The request -
Count the lines in the listing below that contain the string "handrail", treating uppercase and lowercase as different. Give only the number.

[Rows from a dataset]

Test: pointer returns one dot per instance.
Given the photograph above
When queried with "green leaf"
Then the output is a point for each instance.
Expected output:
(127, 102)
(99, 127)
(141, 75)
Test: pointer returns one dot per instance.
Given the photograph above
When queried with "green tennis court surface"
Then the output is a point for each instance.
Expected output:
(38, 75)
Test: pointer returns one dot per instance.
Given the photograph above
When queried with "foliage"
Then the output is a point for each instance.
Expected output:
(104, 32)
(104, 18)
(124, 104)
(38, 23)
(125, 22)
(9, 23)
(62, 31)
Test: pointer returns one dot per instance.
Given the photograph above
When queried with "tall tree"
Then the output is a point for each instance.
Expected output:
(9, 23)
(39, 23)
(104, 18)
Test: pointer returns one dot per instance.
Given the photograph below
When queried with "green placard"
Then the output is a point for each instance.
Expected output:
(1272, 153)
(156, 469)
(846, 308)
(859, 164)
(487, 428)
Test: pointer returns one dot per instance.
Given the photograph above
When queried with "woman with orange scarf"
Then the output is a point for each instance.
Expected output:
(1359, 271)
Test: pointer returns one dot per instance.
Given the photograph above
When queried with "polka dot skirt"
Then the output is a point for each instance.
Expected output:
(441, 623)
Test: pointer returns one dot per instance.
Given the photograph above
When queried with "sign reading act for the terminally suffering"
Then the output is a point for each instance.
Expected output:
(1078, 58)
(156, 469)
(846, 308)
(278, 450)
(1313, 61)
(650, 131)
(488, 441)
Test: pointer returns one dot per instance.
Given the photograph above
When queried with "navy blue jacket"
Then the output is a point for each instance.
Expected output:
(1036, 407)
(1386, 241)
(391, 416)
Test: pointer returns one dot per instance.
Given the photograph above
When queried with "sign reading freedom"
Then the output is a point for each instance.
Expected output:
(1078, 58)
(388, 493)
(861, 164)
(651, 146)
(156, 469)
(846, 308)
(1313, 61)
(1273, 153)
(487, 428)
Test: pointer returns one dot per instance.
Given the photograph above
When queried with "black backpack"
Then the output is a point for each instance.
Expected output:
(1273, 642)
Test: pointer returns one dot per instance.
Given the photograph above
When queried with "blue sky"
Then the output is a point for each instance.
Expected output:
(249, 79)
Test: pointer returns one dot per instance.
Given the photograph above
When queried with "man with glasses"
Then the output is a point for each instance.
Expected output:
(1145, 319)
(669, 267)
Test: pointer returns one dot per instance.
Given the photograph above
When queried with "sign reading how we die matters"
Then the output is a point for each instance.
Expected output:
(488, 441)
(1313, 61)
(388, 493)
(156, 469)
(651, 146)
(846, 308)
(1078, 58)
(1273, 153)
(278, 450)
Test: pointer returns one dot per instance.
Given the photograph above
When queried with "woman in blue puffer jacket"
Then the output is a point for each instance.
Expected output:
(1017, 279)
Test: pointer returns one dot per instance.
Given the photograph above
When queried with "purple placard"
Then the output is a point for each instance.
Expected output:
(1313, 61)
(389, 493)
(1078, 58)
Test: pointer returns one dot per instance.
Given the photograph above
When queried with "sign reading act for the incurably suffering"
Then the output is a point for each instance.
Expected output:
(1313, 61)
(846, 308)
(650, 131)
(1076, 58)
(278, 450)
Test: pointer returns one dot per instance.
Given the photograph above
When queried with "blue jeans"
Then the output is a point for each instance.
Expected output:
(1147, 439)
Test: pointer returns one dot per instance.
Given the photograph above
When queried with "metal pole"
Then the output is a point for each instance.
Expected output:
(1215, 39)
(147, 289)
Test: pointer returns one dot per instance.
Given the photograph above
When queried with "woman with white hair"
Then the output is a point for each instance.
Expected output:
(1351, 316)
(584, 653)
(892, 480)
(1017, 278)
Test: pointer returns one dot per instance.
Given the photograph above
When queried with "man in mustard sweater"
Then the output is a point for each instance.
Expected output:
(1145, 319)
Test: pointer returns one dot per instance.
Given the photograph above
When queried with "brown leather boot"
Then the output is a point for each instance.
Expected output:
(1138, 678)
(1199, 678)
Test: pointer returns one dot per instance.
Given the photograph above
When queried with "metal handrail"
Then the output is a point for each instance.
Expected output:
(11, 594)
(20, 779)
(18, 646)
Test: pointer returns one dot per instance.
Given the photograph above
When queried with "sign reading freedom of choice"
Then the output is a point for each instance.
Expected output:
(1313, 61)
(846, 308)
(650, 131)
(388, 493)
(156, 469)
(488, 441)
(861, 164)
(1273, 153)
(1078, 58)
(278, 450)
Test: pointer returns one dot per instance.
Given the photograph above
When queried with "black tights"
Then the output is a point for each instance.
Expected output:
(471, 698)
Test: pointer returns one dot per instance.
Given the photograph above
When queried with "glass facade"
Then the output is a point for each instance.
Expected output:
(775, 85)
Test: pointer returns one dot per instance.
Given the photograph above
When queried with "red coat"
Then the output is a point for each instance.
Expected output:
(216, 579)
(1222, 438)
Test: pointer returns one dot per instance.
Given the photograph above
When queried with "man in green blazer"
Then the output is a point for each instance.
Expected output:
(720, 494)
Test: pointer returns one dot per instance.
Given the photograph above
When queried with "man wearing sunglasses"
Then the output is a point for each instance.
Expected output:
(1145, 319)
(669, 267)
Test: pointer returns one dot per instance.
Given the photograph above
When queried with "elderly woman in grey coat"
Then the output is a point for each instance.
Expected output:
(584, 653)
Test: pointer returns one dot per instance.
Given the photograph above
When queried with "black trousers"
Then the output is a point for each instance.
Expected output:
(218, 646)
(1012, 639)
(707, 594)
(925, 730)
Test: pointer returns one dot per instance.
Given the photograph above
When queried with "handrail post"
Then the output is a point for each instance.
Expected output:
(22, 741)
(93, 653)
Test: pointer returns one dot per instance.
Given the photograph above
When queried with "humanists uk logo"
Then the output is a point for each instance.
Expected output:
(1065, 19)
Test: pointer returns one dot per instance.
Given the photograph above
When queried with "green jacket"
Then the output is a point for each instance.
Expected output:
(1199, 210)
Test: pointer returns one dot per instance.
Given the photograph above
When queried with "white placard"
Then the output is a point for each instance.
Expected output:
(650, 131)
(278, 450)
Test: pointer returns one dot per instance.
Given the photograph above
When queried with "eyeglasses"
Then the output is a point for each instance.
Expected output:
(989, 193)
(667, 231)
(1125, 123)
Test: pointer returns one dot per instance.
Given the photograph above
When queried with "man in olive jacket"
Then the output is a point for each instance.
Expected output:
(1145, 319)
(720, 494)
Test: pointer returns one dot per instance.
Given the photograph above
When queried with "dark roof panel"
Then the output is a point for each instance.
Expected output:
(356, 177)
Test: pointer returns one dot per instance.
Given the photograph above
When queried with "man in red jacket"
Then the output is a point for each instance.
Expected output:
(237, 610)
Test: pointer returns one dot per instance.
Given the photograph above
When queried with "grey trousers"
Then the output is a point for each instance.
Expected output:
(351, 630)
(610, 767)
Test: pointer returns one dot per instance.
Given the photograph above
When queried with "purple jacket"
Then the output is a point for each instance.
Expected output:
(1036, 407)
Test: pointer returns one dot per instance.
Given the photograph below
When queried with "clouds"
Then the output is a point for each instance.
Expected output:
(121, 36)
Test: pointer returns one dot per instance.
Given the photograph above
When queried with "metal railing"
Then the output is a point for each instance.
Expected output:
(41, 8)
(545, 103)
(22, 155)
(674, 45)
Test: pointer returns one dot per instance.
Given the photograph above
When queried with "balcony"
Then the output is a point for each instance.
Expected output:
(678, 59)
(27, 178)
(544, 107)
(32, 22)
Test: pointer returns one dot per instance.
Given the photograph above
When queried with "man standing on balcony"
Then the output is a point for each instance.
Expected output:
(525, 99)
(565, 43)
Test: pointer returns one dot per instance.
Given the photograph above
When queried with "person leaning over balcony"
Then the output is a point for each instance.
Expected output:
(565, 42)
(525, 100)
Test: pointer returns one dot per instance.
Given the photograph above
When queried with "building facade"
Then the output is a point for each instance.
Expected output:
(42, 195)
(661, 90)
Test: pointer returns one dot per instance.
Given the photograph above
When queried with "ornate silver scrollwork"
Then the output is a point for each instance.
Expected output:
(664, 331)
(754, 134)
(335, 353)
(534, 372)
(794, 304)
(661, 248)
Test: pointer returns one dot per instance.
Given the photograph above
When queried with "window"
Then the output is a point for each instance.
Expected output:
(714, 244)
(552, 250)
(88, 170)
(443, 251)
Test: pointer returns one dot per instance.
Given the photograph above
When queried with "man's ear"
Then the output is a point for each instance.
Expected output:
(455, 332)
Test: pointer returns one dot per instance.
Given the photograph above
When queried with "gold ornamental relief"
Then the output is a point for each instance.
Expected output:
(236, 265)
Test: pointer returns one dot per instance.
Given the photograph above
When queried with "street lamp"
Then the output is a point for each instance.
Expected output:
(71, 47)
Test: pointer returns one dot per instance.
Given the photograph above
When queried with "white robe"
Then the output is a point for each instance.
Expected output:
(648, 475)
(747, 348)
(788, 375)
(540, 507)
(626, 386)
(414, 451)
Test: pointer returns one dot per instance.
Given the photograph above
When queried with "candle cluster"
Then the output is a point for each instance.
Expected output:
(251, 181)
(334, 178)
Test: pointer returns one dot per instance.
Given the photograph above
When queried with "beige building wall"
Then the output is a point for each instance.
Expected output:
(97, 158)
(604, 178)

Solution to this exercise -
2